── Extrait fourni

Philippe Hugon : C’est effectivement un aveu de faiblesse d’autant plus que le Nigeria est très sourcilleux de sa souveraineté nationale. Boko Haram a pris beaucoup d’ampleur au nord du Nigeria, où il contrôle largement l’État de Borno. Il continue à recruter et tente de s’étendre aussi au-delà du Nigeria, notamment au Cameroun. Le mouvement lui-même a changé un peu de nature puisqu’il revendique un califat, c’est-à-dire un territoire à lui et plus seulement des actions terroristes.

Face à cela, le Nigeria a fait beaucoup d’efforts en termes de financement et de soutien de son armée. Bien équipée et bien payée, elle est cependant largement corrompue, au niveau de ses chefs. Même si elle est suréquipée, elle n’a pas le pouvoir de lutter contre des réseaux mobiles : on est en effet dans une guerre asymétrique, et ce n’est pas la force des armes qui fait gagner le terrain.

Il faut savoir aussi que, malgré ses actions atroces, Boko Haram trouve un appui certain auprès des jeunes qui gagnent, par leur engagement, beaucoup plus que ce qu’ils gagnent lorsqu’ils ont un emploi. L’armée nigériane est impuissante face à Boko Haram – qui a d’ailleurs récupéré une partie de ses armes à cause de la corruption – et n’est pas apte à lutter contre un mouvement de cette ampleur.

JOL Press : Quelle forme l’aide internationale pourrait-elle prendre ?
 

Philippe Hugon : La priorité est évidemment la coopération régionale, puisque quatre pays sont concernés (Nigeria, Niger, Cameroun et Tchad). On a aussi dit que certains éléments de Boko Haram étaient présents en Centrafrique : cela n’a pas été totalement vérifié, mais c’est plausible.

Ceci étant, l’armée camerounaise est relativement efficace. Elle a récemment tué une centaine d’islamistes dans les rangs de Boko Haram. Mais ces armées manquent généralement d’équipement, de logistique et de savoir-faire pour lutter contre le terrorisme.

Il faut impérativement qu’elles disposent d’un appui logistique, d’un système d’information (notamment par satellites ou drones) et là, ce sont les Américains, les Français ou les Britanniques qui sont les plus aptes à apporter cet appui et cette coopération.

JOL Press : Quel est le but des djihadistes de Boko Haram dans la région ? Les autres pays voisins doivent-ils vraiment s’inquiéter ?

────

→ Exercice court
Répondez aux questions suivantes d'après l'extrait sur Boko Haram :
1. Quel État du nord du Nigeria Boko Haram contrôle-t-il largement ?
2. Quels sont les quatre pays concernés par la coopération régionale ?
3. Combien d'islamistes l'armée camerounaise a-t-elle récemment tués dans les rangs de Boko Haram ?
La liste ci-dessous constitue un matériau distinct, indépendant de l'extrait.

── Lignes

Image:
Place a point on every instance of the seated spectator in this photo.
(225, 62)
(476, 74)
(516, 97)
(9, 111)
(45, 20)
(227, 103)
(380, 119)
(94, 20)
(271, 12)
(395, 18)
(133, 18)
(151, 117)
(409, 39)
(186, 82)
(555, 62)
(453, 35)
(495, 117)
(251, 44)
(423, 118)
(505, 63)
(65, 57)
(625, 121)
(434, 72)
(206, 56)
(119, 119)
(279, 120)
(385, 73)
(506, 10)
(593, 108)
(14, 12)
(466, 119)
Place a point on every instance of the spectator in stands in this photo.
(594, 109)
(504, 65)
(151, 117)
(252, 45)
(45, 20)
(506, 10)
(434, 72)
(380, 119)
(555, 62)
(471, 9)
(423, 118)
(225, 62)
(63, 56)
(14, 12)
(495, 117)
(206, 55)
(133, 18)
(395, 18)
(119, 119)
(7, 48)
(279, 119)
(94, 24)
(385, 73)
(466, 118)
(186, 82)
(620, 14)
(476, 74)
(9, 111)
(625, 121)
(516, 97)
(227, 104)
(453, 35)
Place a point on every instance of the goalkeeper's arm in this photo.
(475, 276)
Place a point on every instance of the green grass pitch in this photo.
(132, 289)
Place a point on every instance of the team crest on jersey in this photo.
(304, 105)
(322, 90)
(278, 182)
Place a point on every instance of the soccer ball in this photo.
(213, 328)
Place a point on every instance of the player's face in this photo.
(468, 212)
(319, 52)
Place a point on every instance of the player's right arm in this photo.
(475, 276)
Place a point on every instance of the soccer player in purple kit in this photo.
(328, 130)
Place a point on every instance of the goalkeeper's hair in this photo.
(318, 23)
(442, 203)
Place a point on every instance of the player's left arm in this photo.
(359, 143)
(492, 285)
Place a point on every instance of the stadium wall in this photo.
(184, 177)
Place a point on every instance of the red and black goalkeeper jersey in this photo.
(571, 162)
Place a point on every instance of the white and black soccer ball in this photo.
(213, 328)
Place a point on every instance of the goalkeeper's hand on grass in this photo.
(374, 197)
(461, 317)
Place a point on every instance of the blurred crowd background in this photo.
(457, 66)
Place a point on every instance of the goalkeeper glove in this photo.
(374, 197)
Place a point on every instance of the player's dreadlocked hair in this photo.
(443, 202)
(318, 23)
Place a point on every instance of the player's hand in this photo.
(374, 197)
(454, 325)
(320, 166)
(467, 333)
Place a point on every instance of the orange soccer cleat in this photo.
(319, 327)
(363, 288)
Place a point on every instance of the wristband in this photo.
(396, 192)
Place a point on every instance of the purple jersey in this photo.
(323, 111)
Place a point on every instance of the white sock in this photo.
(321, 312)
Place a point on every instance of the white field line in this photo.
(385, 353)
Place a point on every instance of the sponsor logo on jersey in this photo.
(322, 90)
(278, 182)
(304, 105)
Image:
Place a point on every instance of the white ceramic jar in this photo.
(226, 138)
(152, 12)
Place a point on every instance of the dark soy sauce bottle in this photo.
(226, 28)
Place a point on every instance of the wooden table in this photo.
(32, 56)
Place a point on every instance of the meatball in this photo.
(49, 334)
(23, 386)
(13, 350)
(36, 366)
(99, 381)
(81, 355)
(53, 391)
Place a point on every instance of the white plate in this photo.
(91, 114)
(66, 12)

────

→ Tâche réalisée
1. L'État de Borno.
2. Le Nigeria, le Niger, le Cameroun et le Tchad.
3. Une centaine.